**ASSIGNED TASK**
Print everything in the hiking book review from "In the summer" down to "they were doing?", word for word.

**TEXT FOR ANALYSIS**
────────────────
In the summer of 2016, Andrea Lani and her family left Maine to go on a hike. A 500-mile hike, Denver to Durango, on the Colorado Trail. She and her husband Curry had done the same hike 20 years earlier, but this time they were going with their boys Milo (15 and acting it) and 11-year old twins Emmet and Zephyr. What did they think they were doing?
Stories about long hikes can be picaresque (Bill Bryson’s “A Walk in the Woods”). They might focus on exotic cultures (“A Short Walk in the Hindu Kush,” by Eric Newby) or the natural world (John Muir’s “A Thousand-Mile Walk to the Gulf”). But beneath the mechanics of the venture, most such accounts are at heart about leaving life’s routine to seek some kind of enlightenment. “Uphill Both Ways” talks a lot about nature, the environment and humankind’s impact on the natural world, but at its core it is about the author stepping away from day-to-day life to seek revitalization on the trail.
────────────────
**DATA SUPPLIED**
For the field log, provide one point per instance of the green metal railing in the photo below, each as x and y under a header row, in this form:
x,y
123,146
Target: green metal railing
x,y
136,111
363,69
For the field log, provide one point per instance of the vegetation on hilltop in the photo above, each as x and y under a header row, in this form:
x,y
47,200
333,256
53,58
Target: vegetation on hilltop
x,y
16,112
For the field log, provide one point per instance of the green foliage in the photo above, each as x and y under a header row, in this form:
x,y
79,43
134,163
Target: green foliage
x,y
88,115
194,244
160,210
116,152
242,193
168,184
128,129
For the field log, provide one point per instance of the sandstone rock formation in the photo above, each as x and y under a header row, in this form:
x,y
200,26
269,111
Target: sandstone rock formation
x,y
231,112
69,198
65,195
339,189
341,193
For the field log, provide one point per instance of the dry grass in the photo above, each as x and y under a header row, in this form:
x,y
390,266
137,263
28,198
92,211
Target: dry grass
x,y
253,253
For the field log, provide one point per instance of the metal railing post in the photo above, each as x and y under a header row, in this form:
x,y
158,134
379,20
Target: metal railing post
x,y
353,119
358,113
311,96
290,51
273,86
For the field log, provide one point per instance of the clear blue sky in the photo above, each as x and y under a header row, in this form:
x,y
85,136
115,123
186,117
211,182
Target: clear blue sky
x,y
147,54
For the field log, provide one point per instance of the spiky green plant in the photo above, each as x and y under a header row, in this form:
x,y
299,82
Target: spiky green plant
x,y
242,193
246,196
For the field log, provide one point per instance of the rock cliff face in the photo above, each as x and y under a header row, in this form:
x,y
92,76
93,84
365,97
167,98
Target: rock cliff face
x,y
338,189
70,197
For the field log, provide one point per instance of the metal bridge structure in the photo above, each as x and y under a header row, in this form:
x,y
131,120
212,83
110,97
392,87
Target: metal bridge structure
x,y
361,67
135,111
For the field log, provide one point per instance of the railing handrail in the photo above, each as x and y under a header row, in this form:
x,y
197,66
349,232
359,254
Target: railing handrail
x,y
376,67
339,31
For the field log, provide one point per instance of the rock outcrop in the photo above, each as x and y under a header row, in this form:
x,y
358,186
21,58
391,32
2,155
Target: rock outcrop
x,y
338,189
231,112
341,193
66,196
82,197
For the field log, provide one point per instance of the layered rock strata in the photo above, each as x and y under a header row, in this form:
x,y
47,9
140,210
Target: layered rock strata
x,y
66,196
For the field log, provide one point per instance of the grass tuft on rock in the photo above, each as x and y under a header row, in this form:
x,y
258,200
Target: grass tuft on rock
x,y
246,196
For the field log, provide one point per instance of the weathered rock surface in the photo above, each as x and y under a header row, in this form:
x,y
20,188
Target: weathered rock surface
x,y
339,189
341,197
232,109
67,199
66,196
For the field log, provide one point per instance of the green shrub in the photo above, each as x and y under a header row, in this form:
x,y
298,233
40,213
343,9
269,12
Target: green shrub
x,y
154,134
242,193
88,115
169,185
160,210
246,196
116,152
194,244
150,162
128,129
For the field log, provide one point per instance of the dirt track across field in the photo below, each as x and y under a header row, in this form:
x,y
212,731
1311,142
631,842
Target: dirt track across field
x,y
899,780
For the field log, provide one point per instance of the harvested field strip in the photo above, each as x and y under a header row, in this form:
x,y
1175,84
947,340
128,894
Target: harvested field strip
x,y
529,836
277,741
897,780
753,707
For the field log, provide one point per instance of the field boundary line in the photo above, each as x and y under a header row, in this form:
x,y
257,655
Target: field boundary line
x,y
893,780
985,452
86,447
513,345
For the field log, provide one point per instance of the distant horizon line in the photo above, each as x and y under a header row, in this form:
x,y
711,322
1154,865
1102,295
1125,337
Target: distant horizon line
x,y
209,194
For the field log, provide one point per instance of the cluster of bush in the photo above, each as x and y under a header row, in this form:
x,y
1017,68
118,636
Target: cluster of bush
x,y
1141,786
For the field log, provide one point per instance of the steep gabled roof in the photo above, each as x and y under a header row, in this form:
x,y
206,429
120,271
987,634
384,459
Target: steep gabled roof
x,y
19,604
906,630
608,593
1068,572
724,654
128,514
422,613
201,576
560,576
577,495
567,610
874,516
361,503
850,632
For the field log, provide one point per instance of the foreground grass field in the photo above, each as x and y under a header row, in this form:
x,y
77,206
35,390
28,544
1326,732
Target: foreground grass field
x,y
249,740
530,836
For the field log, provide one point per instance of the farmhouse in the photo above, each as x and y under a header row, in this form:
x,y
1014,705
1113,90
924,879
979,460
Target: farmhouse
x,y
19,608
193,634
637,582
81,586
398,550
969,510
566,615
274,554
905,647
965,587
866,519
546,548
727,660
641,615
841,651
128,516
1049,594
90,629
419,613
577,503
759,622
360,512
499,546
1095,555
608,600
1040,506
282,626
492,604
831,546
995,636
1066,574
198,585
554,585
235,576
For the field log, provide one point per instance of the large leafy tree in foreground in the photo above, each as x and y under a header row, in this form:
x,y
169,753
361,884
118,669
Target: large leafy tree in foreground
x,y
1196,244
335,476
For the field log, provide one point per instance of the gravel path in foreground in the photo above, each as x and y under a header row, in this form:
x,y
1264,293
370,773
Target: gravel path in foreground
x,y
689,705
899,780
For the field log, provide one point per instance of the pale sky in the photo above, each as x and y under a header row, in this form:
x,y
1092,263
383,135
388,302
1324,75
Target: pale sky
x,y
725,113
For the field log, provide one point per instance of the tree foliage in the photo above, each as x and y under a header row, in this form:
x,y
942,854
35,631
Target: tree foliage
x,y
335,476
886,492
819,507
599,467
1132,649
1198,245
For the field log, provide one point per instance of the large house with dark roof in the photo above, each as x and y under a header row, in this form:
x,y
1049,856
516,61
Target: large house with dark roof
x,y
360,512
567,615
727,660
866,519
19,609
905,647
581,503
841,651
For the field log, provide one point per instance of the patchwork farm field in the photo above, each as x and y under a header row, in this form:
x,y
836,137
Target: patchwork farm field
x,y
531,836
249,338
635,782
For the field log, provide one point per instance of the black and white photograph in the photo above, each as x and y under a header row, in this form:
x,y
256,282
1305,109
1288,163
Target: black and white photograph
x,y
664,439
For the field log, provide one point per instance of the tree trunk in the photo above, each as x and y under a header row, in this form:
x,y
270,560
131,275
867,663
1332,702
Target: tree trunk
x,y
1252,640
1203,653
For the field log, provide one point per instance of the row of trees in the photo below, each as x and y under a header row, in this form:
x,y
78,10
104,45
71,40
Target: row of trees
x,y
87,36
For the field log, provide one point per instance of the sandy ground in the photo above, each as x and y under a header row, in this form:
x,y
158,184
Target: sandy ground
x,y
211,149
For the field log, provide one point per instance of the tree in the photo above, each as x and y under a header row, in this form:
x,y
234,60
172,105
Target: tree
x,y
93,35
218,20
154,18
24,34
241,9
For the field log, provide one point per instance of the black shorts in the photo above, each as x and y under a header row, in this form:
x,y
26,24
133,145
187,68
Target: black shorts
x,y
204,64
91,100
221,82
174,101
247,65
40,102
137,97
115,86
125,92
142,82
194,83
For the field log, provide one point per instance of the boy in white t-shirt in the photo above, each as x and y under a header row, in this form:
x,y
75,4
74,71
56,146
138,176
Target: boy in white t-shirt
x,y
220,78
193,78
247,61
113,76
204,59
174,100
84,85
────────────────
**ANSWER BOX**
In the summer of 2016, Andrea Lani and her family left Maine to go on a hike. A 500-mile hike, Denver to Durango, on the Colorado Trail. She and her husband Curry had done the same hike 20 years earlier, but this time they were going with their boys Milo (15 and acting it) and 11-year old twins Emmet and Zephyr. What did they think they were doing?